— START Excerpted text —

Commercial Sexual Exploitation of Children: America’s Contemporary Form of Slavery

In 1865, under President Abraham Lincoln, the United States of America adopted the Thirteenth Amendment to the Constitution.  The Thirteenth Amendment abolished slavery and involuntary servitude, freeing all African-American slaves that had been kept in bondage and prohibiting said bondage from ever occurring in our country again.  But, unfortunately, that was not the last America would experience of slavery and involuntary servitude.

Today, all across the United States, our youth are being commercially sexually exploited by pimps.  The parallels between the Commercial Sexual Exploitation of Children (CSEC) and America’s practice of slavery pre-Thirteenth Amendment are staggering, leading CSEC to be deemed one of America’s contemporary forms of slavery.

The Department of Justice estimates that the most frequent age of entry into the commercial sex industry in the United States is between 12 and 14 years old.  This, plus the fact that the education which most of these young girls have received is substandard at best, means that by the time they are trafficked they have only received approximately a fifth grade education.  Their pimps do not allow them to continue their schooling, making sure that the girls they victimize are completely cut off from everyone in their former lives, devoting all of their time to making a profit for their pimps.

— END Excerpted text —
— START Entries supplied —

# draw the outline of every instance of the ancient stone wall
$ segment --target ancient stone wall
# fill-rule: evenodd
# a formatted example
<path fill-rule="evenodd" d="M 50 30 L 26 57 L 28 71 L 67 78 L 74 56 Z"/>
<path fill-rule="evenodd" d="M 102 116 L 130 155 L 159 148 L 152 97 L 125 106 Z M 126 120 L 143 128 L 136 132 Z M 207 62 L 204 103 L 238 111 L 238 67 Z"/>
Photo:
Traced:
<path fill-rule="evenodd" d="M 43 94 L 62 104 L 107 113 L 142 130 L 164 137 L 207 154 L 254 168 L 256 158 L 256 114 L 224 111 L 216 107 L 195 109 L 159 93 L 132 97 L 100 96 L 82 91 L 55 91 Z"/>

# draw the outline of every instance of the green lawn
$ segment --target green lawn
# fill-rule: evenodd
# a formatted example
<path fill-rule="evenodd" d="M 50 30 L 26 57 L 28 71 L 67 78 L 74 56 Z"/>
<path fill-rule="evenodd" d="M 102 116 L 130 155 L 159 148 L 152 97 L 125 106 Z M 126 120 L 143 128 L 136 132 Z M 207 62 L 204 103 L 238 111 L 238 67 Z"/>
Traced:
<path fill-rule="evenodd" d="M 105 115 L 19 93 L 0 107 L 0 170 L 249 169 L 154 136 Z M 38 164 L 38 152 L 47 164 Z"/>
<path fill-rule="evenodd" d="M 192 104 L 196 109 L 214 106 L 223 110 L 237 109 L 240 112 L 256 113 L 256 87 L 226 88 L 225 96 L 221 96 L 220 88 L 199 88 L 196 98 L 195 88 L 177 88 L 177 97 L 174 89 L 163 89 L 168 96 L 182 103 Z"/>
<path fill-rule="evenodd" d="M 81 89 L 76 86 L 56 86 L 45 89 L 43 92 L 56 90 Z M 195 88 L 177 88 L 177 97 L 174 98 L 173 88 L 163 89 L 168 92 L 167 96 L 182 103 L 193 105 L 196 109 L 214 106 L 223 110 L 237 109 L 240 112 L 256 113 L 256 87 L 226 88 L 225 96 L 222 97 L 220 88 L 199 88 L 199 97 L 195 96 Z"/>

— END Entries supplied —

Task directions:
Can you pick up the essay above on the commercial sexual exploitation of children as a modern form of American slavery and carry it on from its final sentence?

Result:
The culmination of these factors means that other than being in “the life,” a term which refers to being bought and sold in exchange for a pimp’s profit, they feel that they have no other means of making a living.  This is similar to slavery of the 1800s, where in many places there were laws prohibiting slaves to learn to read and write.  Not only do these girls have nowhere to go if they try to leave their pimps, their lack of education keeps them from utilizing skills that they can capitalize on.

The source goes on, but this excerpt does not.